As respostas foram muitas, uma após a outra, desde o início do nosso
processo artístico nos anos 70.
Os únicos meios que usamos, para responder a estas perguntas, são os ancestrais
meios da pintura: papel, madeira, pigmentos, óleos, acrílicos, águas.
O modo tem sido fazer pintura, como quem preparar substâncias para as colocar
entre as duas lâminas de um microscópio com o objetivo de serem analisadas.
Artista como cientista, investigando, persistentemente, na oficina, no
ateliê ou no laboratório. Experimentando vezes sem fim, procurando continuamente
essas respostas, múltiplas vezes, repetidamente.
7_Não me interesse
Porque não nos perspetivamos nos mercados de arte e nas suas
complexidades. Não mos interessa a arte como entretenimento, diversão, terapia
ou passatempo. Também não nos interessa a prática artística como moda ou poder.

- **Exercício 1**
Resuma em duas frases o texto sobre o processo artístico.
- **Exercício 2**
No texto sobre o processo artístico, transforme numa lista breve o parágrafo que começa por "Porque não nos perspetivamos", mantendo os factos principais.

Registos de dados
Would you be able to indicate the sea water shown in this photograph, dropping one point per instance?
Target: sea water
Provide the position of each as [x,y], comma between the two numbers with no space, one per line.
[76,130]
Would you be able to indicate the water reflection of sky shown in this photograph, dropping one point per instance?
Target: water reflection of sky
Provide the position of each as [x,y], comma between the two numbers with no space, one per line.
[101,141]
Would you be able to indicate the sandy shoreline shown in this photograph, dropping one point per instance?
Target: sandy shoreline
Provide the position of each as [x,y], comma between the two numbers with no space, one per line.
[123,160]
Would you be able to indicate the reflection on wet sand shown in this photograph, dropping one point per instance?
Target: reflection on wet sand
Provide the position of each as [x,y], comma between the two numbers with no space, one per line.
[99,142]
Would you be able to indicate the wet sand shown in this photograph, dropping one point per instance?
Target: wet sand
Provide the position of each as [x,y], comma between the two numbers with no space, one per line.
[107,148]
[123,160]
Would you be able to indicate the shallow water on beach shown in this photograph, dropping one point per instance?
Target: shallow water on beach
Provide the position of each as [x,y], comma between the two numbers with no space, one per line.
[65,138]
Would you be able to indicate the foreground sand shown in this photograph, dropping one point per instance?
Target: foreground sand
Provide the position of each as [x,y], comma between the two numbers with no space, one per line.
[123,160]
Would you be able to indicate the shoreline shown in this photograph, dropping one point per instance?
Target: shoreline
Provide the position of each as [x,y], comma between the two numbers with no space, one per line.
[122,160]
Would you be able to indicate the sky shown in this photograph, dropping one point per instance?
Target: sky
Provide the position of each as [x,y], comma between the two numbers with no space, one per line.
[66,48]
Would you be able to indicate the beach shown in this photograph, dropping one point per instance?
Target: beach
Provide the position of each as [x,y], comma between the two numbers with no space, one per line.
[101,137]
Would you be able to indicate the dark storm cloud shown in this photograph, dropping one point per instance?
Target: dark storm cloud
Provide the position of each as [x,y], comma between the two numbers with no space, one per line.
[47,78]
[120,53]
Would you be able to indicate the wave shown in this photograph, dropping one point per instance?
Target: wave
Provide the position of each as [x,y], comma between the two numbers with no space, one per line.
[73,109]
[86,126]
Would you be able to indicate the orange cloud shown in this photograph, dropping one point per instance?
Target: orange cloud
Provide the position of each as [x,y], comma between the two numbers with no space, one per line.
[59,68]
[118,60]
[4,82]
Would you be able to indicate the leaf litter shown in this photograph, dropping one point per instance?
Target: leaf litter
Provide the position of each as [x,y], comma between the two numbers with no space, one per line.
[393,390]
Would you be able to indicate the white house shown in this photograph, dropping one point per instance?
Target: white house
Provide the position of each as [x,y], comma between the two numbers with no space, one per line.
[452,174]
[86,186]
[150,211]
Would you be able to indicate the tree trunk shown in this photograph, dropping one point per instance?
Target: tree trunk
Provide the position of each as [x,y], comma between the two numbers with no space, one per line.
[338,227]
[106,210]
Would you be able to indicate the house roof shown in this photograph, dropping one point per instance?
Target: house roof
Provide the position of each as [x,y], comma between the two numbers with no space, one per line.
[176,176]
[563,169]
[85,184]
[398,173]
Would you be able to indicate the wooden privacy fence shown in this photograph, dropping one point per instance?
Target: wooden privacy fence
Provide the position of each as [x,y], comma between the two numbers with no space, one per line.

- **Resolução 1**
Desde os anos 70, este processo artístico procura respostas apenas com os meios ancestrais da pintura, como papel, madeira, pigmentos, óleos, acrílicos e águas. O artista trabalha como um cientista que experimenta repetidamente, e declara não se perspetivar nos mercados de arte nem se interessar pela arte como entretenimento, diversão, terapia, passatempo, moda ou poder.

- **Resolução 2**
- Não nos perspetivamos nos mercados de arte nem nas suas complexidades.
- Não nos interessa a arte como entretenimento, diversão, terapia ou passatempo.
- Também não nos interessa a prática artística como moda ou poder.